[Éléments du jeu de données]

§

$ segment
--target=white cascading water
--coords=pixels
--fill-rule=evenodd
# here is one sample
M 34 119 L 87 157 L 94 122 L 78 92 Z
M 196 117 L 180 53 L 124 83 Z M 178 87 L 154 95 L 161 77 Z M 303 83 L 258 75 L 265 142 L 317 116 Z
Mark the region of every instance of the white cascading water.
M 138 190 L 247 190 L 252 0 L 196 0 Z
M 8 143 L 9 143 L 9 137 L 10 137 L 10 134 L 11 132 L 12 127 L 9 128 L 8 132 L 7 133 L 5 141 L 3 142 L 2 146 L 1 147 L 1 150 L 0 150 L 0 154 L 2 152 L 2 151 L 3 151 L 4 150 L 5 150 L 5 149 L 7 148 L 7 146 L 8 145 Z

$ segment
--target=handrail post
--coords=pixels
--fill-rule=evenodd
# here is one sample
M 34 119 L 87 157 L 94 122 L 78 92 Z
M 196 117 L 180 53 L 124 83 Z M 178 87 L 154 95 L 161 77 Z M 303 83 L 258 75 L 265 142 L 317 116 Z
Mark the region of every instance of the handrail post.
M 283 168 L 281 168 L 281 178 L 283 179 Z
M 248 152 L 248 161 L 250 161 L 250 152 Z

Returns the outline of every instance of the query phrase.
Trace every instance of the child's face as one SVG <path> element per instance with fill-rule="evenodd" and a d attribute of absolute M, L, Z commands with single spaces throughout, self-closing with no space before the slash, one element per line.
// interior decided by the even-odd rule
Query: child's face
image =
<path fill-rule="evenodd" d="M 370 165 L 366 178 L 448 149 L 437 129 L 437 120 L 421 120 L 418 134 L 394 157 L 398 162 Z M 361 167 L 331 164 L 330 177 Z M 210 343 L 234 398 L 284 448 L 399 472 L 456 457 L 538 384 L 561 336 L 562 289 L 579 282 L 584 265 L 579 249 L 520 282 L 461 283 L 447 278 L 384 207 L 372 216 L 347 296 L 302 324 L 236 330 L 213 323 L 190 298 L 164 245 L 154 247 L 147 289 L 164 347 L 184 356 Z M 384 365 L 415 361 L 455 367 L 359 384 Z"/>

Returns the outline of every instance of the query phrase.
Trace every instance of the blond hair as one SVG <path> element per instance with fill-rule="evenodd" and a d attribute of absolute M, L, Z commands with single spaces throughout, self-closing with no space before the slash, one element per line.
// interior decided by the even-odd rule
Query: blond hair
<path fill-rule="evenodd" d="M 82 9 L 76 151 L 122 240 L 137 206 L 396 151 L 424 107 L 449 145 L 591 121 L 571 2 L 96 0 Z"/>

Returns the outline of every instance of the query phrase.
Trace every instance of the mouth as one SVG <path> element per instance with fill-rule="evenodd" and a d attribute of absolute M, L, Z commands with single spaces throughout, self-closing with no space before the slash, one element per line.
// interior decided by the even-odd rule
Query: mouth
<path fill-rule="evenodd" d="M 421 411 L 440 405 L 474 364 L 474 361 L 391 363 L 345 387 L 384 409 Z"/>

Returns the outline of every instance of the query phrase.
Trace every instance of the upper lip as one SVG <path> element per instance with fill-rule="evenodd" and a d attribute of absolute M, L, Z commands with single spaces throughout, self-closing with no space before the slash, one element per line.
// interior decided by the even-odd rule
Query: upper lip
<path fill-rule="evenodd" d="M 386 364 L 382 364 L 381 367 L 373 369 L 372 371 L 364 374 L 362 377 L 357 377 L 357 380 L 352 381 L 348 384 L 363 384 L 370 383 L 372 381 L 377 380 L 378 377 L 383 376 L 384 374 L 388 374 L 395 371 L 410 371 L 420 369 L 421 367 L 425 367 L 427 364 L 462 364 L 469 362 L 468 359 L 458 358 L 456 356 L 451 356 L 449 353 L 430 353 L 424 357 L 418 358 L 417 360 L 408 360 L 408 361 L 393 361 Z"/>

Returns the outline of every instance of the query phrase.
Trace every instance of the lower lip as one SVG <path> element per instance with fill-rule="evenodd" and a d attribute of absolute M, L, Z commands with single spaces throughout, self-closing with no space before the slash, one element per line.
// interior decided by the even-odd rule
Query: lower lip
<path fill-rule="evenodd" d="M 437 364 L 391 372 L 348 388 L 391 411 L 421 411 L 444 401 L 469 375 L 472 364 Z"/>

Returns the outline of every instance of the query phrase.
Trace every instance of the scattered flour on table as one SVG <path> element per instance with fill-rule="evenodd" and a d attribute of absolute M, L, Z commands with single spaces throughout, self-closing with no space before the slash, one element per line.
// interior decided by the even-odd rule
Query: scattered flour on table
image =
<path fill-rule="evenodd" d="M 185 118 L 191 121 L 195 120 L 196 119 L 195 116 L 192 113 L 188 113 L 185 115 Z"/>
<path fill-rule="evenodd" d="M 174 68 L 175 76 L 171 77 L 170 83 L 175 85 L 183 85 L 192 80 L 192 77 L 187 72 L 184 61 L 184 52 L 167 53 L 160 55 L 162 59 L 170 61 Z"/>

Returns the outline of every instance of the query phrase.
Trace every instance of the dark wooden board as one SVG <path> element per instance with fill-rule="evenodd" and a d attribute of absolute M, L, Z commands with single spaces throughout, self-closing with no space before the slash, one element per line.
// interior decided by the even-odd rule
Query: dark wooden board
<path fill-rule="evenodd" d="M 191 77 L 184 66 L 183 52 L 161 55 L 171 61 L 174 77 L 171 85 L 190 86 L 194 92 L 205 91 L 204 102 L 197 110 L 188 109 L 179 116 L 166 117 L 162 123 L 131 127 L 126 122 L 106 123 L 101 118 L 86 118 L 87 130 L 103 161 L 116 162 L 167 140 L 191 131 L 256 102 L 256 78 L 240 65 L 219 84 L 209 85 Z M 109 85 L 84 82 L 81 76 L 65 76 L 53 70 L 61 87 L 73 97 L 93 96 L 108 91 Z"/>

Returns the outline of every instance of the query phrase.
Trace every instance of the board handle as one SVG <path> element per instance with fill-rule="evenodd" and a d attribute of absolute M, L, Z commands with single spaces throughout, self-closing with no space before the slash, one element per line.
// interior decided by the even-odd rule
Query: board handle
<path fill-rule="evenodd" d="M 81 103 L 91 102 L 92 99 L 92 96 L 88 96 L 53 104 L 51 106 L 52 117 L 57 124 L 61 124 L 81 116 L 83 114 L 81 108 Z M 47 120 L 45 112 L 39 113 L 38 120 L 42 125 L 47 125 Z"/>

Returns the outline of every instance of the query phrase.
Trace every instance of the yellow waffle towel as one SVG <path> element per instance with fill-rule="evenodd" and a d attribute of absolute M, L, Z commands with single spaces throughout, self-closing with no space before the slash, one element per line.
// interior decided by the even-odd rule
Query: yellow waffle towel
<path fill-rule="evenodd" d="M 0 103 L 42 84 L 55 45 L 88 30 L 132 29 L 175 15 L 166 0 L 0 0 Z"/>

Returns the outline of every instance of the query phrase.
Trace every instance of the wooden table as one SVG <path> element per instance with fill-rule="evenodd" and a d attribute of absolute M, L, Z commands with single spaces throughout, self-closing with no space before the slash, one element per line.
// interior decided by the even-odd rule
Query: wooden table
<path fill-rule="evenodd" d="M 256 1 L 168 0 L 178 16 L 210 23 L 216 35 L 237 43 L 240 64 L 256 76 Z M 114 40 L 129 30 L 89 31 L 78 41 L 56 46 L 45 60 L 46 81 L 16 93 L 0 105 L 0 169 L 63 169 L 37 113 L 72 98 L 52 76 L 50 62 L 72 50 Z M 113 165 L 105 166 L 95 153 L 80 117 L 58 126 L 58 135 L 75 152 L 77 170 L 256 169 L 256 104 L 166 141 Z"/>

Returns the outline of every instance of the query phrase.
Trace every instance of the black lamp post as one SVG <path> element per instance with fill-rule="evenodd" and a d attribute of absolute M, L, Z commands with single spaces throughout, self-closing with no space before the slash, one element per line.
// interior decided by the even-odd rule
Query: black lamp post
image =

§

Recopiez les données depuis leur début jusqu'à la ligne contenant « M 8 143 L 9 » incluse, en changeant « cascading » en « falling » et sans rien modifier d'autre.

• [CORRIGÉ]
$ segment
--target=white falling water
--coords=pixels
--fill-rule=evenodd
# here is one sample
M 34 119 L 87 157 L 94 122 L 78 92 Z
M 196 117 L 180 53 L 124 83 Z M 178 87 L 154 95 L 161 77 Z M 303 83 L 258 75 L 265 142 L 317 116 Z
Mark the region of every instance of the white falling water.
M 138 190 L 247 190 L 252 0 L 196 0 Z
M 8 143 L 9 143 L 9 137 L 10 137 L 10 134 L 11 132 L 12 127 L 9 128 L 8 132 L 7 133 L 5 141 L 3 142 L 2 146 L 1 147 L 1 150 L 0 150 L 0 154 L 2 152 L 2 151 L 3 151 L 4 150 L 5 150 L 5 149 L 7 148 L 7 146 L 8 145 Z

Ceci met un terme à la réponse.